17.06.2020: Raffaels Kinder

Raffaels Kinder

Mit Voltaire verschwanden die Engel. Die Übermalung der oberen Bildpartie von Raffaels Heiliger Familie Canigiani ereignete sich kurz nach dem Besuch des großen französischen Aufklärers bei Kurfürst Karl Theodor von der Pfalz. Dessen Galerie-Restaurator, François-Louis Collins, versuchte zunächst die acht Putten auf dem Altarbild abzukratzen, entschied sich dann jedoch sie hinter einem neu gemalten Himmel verschwinden zu lassen. Diese Form des Ikonoklasmus, die 1983 durch eine vom Doerner Institut durchgeführte Restaurierung rückgängig gemacht wurde, zeugt von dem Unbehagen der Aufklärung gegen kirchliche Traditionen wie der Angelologie (Lehre von den Engeln). Engel galten fortan als mythische Nebelschwaden, die im klaren Licht der Vernunft verschwinden würden. Dabei übersah man, dass Raffaels Engel als Individuen gestaltet, ikonographisch und kompositionell voller Bedeutung sind.
====
• [Die Aufgabe] Gib den Abschnitt des Textes über Raffaels Kinder wieder, beginnend mit "Mit Voltaire verschwanden" und weiter bis "voller Bedeutung sind.". Benenne dabei "Putten" in "Engelsfiguren" um.
====
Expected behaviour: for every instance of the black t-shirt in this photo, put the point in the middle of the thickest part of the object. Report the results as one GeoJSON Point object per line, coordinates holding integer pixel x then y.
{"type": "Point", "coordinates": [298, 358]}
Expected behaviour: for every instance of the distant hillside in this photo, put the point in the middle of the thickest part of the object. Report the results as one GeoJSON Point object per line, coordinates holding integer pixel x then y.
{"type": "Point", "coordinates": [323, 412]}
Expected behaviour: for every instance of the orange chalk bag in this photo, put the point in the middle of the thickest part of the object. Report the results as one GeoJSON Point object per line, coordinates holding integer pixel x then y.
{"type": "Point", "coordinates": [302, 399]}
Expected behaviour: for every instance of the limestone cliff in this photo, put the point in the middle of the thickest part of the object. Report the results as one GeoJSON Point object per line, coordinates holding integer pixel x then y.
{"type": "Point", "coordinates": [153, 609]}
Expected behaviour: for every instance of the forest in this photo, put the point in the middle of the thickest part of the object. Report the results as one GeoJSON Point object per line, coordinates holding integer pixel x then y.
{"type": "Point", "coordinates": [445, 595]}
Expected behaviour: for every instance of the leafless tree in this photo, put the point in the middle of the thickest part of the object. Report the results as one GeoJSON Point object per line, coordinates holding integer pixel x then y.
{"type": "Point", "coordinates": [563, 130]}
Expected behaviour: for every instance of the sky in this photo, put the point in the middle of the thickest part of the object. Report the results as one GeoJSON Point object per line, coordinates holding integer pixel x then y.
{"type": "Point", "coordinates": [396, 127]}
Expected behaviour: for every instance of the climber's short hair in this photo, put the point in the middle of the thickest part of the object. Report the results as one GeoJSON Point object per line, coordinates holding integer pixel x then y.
====
• [Antwort zur Übung]
Mit Voltaire verschwanden die Engel. Die Übermalung der oberen Bildpartie von Raffaels Heiliger Familie Canigiani ereignete sich kurz nach dem Besuch des großen französischen Aufklärers bei Kurfürst Karl Theodor von der Pfalz. Dessen Galerie-Restaurator, François-Louis Collins, versuchte zunächst die acht Engelsfiguren auf dem Altarbild abzukratzen, entschied sich dann jedoch sie hinter einem neu gemalten Himmel verschwinden zu lassen. Diese Form des Ikonoklasmus, die 1983 durch eine vom Doerner Institut durchgeführte Restaurierung rückgängig gemacht wurde, zeugt von dem Unbehagen der Aufklärung gegen kirchliche Traditionen wie der Angelologie (Lehre von den Engeln). Engel galten fortan als mythische Nebelschwaden, die im klaren Licht der Vernunft verschwinden würden. Dabei übersah man, dass Raffaels Engel als Individuen gestaltet, ikonographisch und kompositionell voller Bedeutung sind.